▶ **Aim**:
Below are records; reproduce exactly the lines from the one containing "# test: point to the wooden" through the end, both included, and only those.

Data entries

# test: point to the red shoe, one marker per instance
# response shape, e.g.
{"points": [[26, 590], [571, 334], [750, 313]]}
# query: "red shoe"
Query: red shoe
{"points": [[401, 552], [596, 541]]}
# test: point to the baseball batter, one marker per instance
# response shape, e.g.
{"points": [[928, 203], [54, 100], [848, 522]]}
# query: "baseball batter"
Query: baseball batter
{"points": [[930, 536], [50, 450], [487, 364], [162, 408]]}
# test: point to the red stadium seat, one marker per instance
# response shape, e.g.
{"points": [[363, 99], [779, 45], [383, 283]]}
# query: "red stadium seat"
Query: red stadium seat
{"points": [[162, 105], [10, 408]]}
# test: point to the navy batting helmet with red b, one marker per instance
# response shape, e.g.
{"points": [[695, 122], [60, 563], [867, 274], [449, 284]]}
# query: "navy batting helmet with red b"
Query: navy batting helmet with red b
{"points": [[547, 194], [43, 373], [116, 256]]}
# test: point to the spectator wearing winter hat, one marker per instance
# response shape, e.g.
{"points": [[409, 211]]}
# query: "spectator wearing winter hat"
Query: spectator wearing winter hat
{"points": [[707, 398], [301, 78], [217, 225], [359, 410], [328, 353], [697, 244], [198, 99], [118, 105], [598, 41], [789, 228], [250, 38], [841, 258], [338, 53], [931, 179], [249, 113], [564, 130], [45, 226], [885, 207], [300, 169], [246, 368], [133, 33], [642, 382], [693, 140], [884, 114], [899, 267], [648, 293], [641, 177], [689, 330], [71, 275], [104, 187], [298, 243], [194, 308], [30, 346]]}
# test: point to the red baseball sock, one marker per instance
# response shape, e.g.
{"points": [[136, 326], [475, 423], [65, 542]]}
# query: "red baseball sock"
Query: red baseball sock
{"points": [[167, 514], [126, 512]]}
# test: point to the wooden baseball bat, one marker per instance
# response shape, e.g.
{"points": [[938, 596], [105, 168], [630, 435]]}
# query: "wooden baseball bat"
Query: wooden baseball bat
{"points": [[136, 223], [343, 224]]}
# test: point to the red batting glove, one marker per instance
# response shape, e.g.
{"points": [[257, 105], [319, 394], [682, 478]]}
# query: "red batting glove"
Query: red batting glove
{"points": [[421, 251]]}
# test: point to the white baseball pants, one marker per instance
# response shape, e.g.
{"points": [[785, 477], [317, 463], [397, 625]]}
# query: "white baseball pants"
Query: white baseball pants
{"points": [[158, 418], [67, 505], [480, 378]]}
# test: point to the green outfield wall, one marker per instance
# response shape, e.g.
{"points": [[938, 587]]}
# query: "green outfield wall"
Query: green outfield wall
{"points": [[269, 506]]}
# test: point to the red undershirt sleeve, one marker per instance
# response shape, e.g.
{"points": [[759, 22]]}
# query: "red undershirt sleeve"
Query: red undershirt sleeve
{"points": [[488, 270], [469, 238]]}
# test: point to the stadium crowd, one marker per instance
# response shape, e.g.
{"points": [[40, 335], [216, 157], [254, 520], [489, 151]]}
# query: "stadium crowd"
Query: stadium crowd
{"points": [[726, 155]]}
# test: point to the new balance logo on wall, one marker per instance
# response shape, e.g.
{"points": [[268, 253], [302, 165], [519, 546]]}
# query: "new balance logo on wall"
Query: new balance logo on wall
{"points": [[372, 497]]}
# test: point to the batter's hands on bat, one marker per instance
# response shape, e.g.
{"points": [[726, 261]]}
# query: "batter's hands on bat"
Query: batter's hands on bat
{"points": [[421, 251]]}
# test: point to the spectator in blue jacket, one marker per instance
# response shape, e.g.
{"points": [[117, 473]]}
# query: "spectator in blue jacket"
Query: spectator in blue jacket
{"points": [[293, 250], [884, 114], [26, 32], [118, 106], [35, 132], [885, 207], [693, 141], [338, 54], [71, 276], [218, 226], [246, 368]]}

▶ **The reply**:
# test: point to the wooden baseball bat, one marker per instance
# response shape, e.g.
{"points": [[938, 596], [105, 168], [630, 435]]}
# query: "wooden baseball bat"
Query: wooden baseball bat
{"points": [[136, 223], [343, 224]]}
# test: point to the red batting glove, one marker per instance
# response shape, e.g.
{"points": [[257, 105], [319, 394], [682, 478]]}
# query: "red batting glove"
Query: red batting glove
{"points": [[421, 251]]}
# test: point to the white baseball pants, one marker per instance
# response shape, e.g.
{"points": [[785, 477], [317, 463], [397, 625]]}
# query: "white baseball pants"
Query: white baseball pants
{"points": [[158, 418], [67, 505], [480, 378]]}
# test: point to the green outfield wall, one marker per instance
# response shape, e.g.
{"points": [[938, 587]]}
# query: "green outfield wall"
Query: green outfield wall
{"points": [[269, 506]]}
# test: point to the red undershirt sleeve, one marker per instance
# response shape, e.g.
{"points": [[759, 22]]}
# query: "red undershirt sleeve"
Query: red undershirt sleeve
{"points": [[488, 270], [469, 238]]}
# test: point to the stadium crowd, one marker per instance
# response shape, e.g.
{"points": [[40, 335], [216, 157], [254, 520], [489, 151]]}
# query: "stadium crowd"
Query: stadium crowd
{"points": [[726, 155]]}
# test: point to the new balance logo on wall, one marker per instance
# response shape, e.g.
{"points": [[268, 253], [302, 165], [519, 546]]}
# query: "new balance logo on wall"
Query: new balance logo on wall
{"points": [[372, 497]]}
# test: point to the batter's hands on bat, one marker per instance
# response shape, e.g.
{"points": [[726, 261]]}
# query: "batter's hands on bat"
Query: batter's hands on bat
{"points": [[421, 251]]}
# test: point to the spectator in blue jacket, one marker per instance
# response shape, e.g.
{"points": [[117, 473]]}
# query: "spectator in blue jacket"
Query: spectator in blue jacket
{"points": [[293, 250], [884, 114], [26, 32], [118, 106], [35, 132], [885, 207], [693, 141], [338, 54], [71, 276], [218, 226], [246, 368]]}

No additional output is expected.